In addition to speaking and writing, she personally engages through social media. “I believe farmers have a responsibility to share images and messages that bring context to why we do what we do with our animals,” she added. “Some studies show that 75 percent of people haven’t been on a farm or ranch in five years. They will get their answers someplace; my intention is that it’s from those with firsthand farming expertise.”
As her business has grown, she has expanded from speaking engagements to social media strategy to authoring three books. The first, No More Food Fights!, was released in 2013, a direct result of Michele’s blogging and people she met in social media.
“It was hard for me to believe that people would buy a book that I wrote,” she said. She used a unique approach — making it a two-sided book, with one side featuring the farm angle, the other featuring the food angle.
Working with a mainstream publisher, she wrote Food Truths from Farm to Table, which came out in 2017. “The book features the 25 biggest issues across the grocery store — antibiotics, hormones, animal welfare, genetically modified organisms (GMOs), chemicals, and sustainability. The book also shares stories from 55 different farmers, dietitians, veterinarians, doctors, and others,” she said.
The third book, Food Bullying, will be released in early November. “The book focuses on how we’ve been manipulated around our eating choices, shedding light on some of the psychology used in the $5.75 trillion food business,” she said. “I was dumbfounded with the food bullying stories people shared, and I am excited to see how people will use Food Bullying to overcome bullying to protect their food and farming choices.”
Currently living in Indiana with her family, Michele looks out her office window and sees heifers that are descendants of her first “Perfect” Holstein. The Paynacres prefix lives on through her cow-loving daughter’s 4-H show career.
“Those special moments of watching her with her cattle make all the work worth it,” she said. “I believe we all have a legacy to leave behind in the dairy business, so I’ve also been an FFA volunteer, 4-H dairy leader, and judging coach for more than 20 years.”
Helping youth and their parents, as well as working with farmers around the world, has helped her learn more about current and future consumers. She uses her farm experiences, research, and parenting experiences to relate to her audiences.
“I have ranted about the milk market, praised the lessons learned at a cow’s flank, shared sweet pictures of dairy cattle, and discussed ugly practices . . . in the interest of bringing context to the dairy business,” she said. “Practices such as dehorning and castrating can sound horrible to the average person if we don’t explain why we do what we do,” Michele said. “These stories translate the science behind food and appeal to emotions while helping humanize farmers. Stories also open the door to more conversation.”

→ What you will do
(1) Answer these questions using the text about Michele:
(a) In what year was No More Food Fights! released?
(b) How many people share stories in Food Truths from Farm to Table?
(c) In which state does Michele currently live?
(2) List every issue that the text about Michele names as featured in Food Truths from Farm to Table.
The records that follow were taken from a separate source.

(Dataset entries)
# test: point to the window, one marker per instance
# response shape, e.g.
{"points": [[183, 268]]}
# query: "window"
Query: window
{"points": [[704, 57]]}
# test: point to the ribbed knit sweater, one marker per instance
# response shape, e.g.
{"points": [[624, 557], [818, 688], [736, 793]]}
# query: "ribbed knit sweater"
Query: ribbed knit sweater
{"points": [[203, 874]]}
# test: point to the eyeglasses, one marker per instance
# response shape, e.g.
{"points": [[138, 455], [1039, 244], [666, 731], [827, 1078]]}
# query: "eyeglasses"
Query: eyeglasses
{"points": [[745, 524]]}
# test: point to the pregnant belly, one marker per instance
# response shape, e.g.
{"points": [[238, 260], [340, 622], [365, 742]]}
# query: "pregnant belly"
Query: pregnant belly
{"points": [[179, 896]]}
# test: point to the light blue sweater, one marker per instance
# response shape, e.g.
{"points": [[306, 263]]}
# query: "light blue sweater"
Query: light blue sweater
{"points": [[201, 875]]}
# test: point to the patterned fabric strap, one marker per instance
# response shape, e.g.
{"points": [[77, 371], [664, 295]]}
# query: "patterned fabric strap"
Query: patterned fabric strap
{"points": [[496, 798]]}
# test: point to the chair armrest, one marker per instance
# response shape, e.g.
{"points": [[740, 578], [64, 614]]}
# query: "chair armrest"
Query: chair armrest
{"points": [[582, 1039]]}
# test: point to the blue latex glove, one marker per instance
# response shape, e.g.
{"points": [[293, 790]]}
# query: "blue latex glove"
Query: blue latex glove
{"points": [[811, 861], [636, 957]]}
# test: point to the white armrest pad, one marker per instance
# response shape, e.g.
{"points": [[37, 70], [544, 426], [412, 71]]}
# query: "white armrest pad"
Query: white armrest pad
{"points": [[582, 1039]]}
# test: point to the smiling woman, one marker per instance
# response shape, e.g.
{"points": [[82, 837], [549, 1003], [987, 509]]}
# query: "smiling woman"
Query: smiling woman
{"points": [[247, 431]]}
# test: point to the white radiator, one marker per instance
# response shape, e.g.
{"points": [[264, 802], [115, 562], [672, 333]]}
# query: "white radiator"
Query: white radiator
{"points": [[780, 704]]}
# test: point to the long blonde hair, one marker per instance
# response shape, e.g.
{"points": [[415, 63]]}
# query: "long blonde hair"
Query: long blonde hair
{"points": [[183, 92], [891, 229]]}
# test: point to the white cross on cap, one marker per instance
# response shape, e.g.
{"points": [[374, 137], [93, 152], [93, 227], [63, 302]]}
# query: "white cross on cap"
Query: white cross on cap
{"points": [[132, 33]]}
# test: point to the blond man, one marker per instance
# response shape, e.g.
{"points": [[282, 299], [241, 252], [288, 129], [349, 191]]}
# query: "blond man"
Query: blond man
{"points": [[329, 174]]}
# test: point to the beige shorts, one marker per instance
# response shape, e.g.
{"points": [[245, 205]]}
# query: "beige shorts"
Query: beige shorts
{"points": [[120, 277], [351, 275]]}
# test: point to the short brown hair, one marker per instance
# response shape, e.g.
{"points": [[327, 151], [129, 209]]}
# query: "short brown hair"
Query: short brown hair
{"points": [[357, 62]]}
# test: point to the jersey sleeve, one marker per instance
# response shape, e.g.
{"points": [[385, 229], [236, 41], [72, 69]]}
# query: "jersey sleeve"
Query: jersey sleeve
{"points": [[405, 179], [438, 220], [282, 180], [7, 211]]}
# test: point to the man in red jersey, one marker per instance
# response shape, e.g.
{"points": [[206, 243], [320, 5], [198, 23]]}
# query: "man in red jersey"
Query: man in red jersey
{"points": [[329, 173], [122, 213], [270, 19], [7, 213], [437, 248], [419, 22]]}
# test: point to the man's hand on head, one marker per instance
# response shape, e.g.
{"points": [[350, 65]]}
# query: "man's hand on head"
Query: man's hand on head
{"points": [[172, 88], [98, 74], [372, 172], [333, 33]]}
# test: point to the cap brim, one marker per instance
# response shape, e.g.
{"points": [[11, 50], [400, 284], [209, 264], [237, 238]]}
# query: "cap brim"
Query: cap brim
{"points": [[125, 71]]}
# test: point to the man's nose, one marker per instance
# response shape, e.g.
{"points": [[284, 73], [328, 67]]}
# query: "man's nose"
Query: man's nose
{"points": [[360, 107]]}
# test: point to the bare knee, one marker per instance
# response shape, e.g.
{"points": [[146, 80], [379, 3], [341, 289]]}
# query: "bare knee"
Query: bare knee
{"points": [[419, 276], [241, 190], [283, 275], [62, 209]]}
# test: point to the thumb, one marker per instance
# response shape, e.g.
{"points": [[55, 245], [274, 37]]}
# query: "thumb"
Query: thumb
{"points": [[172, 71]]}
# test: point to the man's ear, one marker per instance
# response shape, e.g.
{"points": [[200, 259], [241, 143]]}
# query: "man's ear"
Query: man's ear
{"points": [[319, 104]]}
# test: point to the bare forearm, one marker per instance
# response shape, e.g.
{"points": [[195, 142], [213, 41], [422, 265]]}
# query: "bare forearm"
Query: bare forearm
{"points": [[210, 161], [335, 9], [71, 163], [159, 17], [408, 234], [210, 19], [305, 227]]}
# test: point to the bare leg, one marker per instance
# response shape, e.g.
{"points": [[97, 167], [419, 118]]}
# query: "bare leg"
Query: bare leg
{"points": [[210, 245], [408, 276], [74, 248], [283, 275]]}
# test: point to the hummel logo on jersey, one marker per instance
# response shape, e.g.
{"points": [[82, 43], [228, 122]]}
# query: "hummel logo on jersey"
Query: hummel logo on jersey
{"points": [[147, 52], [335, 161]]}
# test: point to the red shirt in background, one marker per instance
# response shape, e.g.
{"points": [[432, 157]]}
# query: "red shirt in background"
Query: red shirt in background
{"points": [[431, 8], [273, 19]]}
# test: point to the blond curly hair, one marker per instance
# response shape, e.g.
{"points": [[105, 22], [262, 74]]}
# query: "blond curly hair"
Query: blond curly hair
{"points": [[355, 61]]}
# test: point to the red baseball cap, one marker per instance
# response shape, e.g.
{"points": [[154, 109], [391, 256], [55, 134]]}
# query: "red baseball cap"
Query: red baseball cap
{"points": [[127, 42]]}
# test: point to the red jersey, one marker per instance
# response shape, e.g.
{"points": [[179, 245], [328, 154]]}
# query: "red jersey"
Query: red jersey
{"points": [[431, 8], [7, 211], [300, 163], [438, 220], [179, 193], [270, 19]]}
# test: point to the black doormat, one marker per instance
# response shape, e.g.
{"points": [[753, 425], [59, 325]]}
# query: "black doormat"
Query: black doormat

→ Outputs by task
(1)
(a) 2013
(b) 55
(c) Indiana

(2)
- Antibiotics
- Hormones
- Animal welfare
- Genetically modified organisms (GMOs)
- Chemicals
- Sustainability